[start of TEXT SECTION]

Suppose I have a contour, defined by a polynomial equation, e.g. y = A*x^1/2 + B*x + C*x^2 + D*x^3 + E*x^4. What I'd like to do is sample it at x values where the distances between points on the contour are the same distance.

What's a good approach?

It's pretty easy to take the derivative of the equation to get the instantaneous slope at any point. And I can do a fine sampling and sum distances between points for approximate length of the surface.

Suggestions for the best way to approach this problem?

Thanks in advance.

L.

Q. When you pat a dog on its head he will wag his tail. What will a goose do?
A. Paul Lynde: "Make him bark?"

Alan Hahn:
This is thinking out loud.

let ds=sqrt(dy^2+dx^2)--->where ds is an infinitesimal of s, the path length.

dy = (1/2A/sqrt(x)+B+2Cx+3Dx^2+4Ex^3)dx, (just the derivative of y(x) ---I don't vouch for mistakes!)

so ds =sqrt{(1/2A/sqrt(x)+B+2Cx+3Dx^2+4Ex^3)^2 +1} dx

s=integral of ds from x=0 to end, then if you want N points total, delta_s=s/N (+- 1 point, always get that wrong).

So now numerically integrate step by step (delta_s) from s=0 to s=end.

Not sure if there is an easier way or not.

Piece of cake!

Larry Cunningham:
Wow, Alan what service! Thanks kindly.

Below are plots of the representative NACA00nn curve I was dealing with, and its slope.

The only thing I see is that the integration involves a lot of tiny steps of x, it's a bit iterative, which is what
I was trying to avoid. However, I have this very fast computer with dual Xeon quad CPUs, so it's not a real problem.

[end of TEXT SECTION]

BRIEF A:
Could you write out the forum thread on sampling a polynomial contour at equal distances, in full and without any changes?
The forum thread above and these rows come from unrelated sources.

[start of DATA FOR PROCESSING]

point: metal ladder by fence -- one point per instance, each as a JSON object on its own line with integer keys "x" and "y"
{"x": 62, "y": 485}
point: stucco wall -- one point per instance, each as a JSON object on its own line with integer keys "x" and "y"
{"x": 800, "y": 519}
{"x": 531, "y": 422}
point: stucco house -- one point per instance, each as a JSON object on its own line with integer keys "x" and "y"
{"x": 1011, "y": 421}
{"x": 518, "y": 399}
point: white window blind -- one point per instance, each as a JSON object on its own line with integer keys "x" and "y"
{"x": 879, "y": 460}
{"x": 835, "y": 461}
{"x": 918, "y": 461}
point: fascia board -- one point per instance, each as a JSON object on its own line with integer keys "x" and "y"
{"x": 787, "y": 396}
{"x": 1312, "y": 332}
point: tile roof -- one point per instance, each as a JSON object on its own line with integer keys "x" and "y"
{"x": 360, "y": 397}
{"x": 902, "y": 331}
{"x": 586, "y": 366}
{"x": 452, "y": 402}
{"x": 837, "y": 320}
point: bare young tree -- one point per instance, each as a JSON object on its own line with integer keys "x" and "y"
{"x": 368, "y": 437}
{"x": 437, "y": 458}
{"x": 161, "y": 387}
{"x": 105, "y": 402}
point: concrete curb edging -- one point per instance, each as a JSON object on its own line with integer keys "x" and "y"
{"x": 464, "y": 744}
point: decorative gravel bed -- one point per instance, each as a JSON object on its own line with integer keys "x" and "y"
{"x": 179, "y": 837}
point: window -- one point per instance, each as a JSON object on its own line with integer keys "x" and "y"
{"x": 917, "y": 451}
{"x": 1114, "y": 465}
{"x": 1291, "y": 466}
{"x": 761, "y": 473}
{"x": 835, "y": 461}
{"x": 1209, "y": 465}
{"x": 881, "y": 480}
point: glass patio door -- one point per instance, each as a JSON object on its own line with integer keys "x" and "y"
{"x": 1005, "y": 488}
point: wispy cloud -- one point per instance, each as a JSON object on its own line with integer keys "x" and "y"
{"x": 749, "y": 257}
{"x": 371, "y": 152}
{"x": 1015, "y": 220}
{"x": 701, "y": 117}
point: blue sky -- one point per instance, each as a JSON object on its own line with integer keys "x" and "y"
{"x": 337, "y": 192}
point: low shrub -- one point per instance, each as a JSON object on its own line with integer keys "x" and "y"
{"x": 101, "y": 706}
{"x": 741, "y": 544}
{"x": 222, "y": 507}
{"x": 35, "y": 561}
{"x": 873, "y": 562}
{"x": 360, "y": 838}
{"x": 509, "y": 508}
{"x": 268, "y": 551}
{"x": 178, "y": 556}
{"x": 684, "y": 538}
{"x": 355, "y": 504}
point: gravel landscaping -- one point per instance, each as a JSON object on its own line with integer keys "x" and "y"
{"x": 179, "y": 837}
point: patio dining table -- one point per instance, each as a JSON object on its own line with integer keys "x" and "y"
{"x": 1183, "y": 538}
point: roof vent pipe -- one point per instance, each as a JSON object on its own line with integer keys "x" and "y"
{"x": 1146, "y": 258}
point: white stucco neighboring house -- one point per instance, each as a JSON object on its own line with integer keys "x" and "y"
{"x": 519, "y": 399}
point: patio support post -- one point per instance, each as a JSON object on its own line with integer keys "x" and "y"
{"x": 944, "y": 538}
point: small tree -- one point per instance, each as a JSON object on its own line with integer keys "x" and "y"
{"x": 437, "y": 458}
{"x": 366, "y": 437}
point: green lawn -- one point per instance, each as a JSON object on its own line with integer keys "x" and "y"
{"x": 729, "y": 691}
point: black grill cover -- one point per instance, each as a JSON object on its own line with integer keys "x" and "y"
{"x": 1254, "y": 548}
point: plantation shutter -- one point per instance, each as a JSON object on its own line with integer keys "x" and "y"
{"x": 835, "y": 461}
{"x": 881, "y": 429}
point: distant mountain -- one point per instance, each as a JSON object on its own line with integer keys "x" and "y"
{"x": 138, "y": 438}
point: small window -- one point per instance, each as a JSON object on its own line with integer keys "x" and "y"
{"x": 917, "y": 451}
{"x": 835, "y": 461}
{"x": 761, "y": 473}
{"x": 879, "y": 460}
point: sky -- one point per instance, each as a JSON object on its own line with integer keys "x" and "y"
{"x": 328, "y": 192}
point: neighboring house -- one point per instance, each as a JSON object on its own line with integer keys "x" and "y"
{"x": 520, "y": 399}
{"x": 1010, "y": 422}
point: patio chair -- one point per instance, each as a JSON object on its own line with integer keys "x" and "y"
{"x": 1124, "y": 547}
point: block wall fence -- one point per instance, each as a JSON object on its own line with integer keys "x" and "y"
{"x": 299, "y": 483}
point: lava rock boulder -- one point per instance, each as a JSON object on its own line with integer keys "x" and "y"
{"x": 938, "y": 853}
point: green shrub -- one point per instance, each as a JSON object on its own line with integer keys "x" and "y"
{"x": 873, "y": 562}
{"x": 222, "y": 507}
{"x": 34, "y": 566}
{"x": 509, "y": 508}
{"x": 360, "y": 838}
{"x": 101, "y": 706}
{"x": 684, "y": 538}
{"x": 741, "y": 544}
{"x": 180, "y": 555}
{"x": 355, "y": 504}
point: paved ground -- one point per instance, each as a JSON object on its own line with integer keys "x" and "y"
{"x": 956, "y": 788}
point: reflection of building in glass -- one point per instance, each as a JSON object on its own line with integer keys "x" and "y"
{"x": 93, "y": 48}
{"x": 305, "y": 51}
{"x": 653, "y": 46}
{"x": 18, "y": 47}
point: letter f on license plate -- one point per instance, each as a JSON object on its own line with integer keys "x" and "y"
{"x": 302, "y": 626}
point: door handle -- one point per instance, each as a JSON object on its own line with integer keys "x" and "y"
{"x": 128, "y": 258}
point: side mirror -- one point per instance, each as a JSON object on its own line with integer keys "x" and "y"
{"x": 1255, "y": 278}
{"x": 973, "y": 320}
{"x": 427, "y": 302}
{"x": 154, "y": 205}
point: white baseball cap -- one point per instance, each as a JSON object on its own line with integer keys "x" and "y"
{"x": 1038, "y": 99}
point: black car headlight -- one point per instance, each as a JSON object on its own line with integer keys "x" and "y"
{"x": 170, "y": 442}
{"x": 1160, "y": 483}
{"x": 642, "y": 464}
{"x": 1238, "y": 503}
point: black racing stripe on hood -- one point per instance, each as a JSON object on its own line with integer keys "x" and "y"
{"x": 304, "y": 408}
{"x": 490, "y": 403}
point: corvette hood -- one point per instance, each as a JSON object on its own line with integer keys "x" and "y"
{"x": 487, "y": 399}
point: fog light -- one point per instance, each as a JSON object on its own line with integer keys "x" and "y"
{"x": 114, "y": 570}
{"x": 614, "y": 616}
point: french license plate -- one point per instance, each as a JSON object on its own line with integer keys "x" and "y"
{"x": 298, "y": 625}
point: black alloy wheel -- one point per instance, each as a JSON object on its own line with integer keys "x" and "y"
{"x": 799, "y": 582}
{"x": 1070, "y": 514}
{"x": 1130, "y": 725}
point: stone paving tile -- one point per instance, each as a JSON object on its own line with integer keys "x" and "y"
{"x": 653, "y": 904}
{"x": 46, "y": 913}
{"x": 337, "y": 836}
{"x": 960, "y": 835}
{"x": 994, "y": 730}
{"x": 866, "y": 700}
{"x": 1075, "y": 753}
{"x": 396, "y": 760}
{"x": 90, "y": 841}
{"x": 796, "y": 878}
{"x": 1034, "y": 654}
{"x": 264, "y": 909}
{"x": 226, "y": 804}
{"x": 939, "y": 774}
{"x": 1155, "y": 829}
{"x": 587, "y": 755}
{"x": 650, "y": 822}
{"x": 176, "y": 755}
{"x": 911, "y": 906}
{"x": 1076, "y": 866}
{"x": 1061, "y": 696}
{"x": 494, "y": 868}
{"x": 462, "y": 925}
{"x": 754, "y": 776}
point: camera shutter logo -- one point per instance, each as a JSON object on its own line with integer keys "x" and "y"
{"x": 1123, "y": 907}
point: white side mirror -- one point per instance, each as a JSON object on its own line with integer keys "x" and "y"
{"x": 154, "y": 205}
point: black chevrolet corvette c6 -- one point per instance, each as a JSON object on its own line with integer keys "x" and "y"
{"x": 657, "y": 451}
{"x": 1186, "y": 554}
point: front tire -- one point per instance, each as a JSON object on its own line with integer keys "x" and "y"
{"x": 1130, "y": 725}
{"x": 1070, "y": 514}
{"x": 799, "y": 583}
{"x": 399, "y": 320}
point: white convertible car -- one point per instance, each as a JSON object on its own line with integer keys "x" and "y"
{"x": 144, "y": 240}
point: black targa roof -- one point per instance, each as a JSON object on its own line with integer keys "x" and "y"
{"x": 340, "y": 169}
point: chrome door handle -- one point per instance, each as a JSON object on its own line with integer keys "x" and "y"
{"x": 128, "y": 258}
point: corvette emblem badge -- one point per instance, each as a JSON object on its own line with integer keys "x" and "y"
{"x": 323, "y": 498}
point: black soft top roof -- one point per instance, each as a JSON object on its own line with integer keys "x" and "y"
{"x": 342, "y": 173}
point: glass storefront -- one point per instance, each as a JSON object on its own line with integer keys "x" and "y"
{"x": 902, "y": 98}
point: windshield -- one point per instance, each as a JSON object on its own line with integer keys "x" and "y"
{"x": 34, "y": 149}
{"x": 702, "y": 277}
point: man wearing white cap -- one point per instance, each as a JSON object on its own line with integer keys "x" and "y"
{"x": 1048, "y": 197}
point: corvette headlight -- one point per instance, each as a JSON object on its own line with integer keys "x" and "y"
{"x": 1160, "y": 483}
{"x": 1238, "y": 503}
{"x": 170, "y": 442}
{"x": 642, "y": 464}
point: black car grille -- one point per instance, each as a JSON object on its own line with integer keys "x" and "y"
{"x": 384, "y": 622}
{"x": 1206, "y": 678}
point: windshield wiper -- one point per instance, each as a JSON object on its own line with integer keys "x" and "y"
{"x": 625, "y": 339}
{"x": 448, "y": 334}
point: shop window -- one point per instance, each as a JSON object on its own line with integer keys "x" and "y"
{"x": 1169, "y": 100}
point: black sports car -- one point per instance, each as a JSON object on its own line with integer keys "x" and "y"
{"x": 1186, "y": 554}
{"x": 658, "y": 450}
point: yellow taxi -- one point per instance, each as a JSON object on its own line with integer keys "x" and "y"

[end of DATA FOR PROCESSING]

BRIEF B:
Which lines of the rows above contain the word "shutter"? Copy each such line in full.

CORRECT RESULT A:
Suppose I have a contour, defined by a polynomial equation, e.g. y = A*x^1/2 + B*x + C*x^2 + D*x^3 + E*x^4. What I'd like to do is sample it at x values where the distances between points on the contour are the same distance.

What's a good approach?

It's pretty easy to take the derivative of the equation to get the instantaneous slope at any point. And I can do a fine sampling and sum distances between points for approximate length of the surface.

Suggestions for the best way to approach this problem?

Thanks in advance.

L.

Q. When you pat a dog on its head he will wag his tail. What will a goose do?
A. Paul Lynde: "Make him bark?"

Alan Hahn:
This is thinking out loud.

let ds=sqrt(dy^2+dx^2)--->where ds is an infinitesimal of s, the path length.

dy = (1/2A/sqrt(x)+B+2Cx+3Dx^2+4Ex^3)dx, (just the derivative of y(x) ---I don't vouch for mistakes!)

so ds =sqrt{(1/2A/sqrt(x)+B+2Cx+3Dx^2+4Ex^3)^2 +1} dx

s=integral of ds from x=0 to end, then if you want N points total, delta_s=s/N (+- 1 point, always get that wrong).

So now numerically integrate step by step (delta_s) from s=0 to s=end.

Not sure if there is an easier way or not.

Piece of cake!

Larry Cunningham:
Wow, Alan what service! Thanks kindly.

Below are plots of the representative NACA00nn curve I was dealing with, and its slope.

The only thing I see is that the integration involves a lot of tiny steps of x, it's a bit iterative, which is what
I was trying to avoid. However, I have this very fast computer with dual Xeon quad CPUs, so it's not a real problem.

CORRECT RESULT B:
point: plantation shutter -- one point per instance, each as a JSON object on its own line with integer keys "x" and "y"
point: camera shutter logo -- one point per instance, each as a JSON object on its own line with integer keys "x" and "y"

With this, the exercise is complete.